#### Page extract ####

I found this announcement frustrating to read because it contains little useful content. Almost all of it is about how supposedly awesome Windows 8 is and how well it's doing. The relevant part could have been summed up as: there's a free upgrade coming out sometime later this year called Windows 8.1.
This sums up my experience with MS in general; conversations driven by marketing and nothing else. For many other tech companies it's a much lower marketing:info ratio. Google is fairly good about it, and Mozilla is pretty good, while Apple is just as bad as MS.
I disagree about the Apple part. If Apple tells you something, they will generally tell you what you will get, but not how it works.
Microsoft, in this example, tells you neither. The three items of information are "it's Windows 8.1", "it's a free update", and "we will tell you more" (that third one is counting liberally)
With Apple, this would either be a new OS X release that gets a page showing its new end user features, or it would be an update that simply showed up in System Update.
Yes good point, for announcements Apple typically won't divulge a whole lot, but it's strategically important to drive the message (i.e. key features/capabilities), and then saving the rest for later. At least that's my observation, and I can't fault them on that basis.
Maybe you're talking to the wrong people at Microsoft. My conversations with MS are usually focused on architecture and how I can use their products to better solve my specific problems. Ask to talk to a developer evangelist for starters.
I think MS is as bad as Apple. They learned/copied a lot from Apple over the last year when it comes to marketing. Including the highly annoying "No comment".
Parent and grandparent claims look false. Apple generally doesn't make announcements unless they have a real demo, or often until the product is ready to go. What we're talking about here OTOH is Microsoft providing a product (update) announcement without much substantial, soemthing MS is well known for. The stark differences between their current approaches have been extensively documented, for example:
Announced at some no-name conference which just happens to be the day before Google I/O. This is just a marketing attempt to get their name in the news when the wave of Google stuff comes out. They like to do this for Apple too, though I never quite understand the point.
To be fair, Apple (and I'm sure Google) does this too. There is no doubt in my mind that Apple is going to announce a milestone of it's own tomorrow[0], a day that just happens to be the day of the Google I/O keynote.
Apple has done this before announcements (software updates usually) but not regarding iTunes app sales milestones. I'm of the mind that it is a coincidence.
Google's done the same as well after Apple events such as them announcing they would drop h.264 for Chrome which never came to fruition.
MS always does this. Windows XP had three or four major updates (service packs). Mac OS X is on v10.8 (i.e. they've updated version 10 8 times). Do you expect them to release it and never release another version of Windows?
Microsoft has a long history of very poorly chosen names. There are at least 3 other Microsoft Stores -- their chain of retail stores (ala Apple Store), the online version of those stores, their multiple "Microsoft Stores" on the corporate campus that sell Microsoft hardware/software/books/swag to both visitors and employees predating the retail locations, and their employee-only online store.
I remember working with IIS at one point, and an object had a name like "site" then inside of the configuration files you had other "sites" that configured your site.
Finding errors for one was incredibly difficult because the other one kept popping up.
Could have been to make it clear they were only counting Windows 8 apps not Windows 8 + Windows Phone 8 apps. Probably just trying to prevent the media spinning the numbers.

#### Dataset extract ####

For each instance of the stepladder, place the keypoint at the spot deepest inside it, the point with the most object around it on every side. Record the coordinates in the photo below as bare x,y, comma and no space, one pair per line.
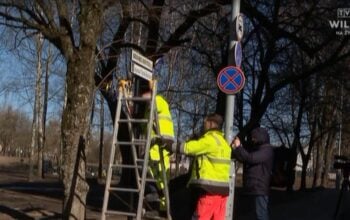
137,199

####

How would you render this sentence from the comment thread about the Windows 8.1 announcement in Spanish: "Microsoft has a long history of very poorly chosen names."

■ Answer to the problem ■
Microsoft tiene una larga historia de nombres muy mal elegidos.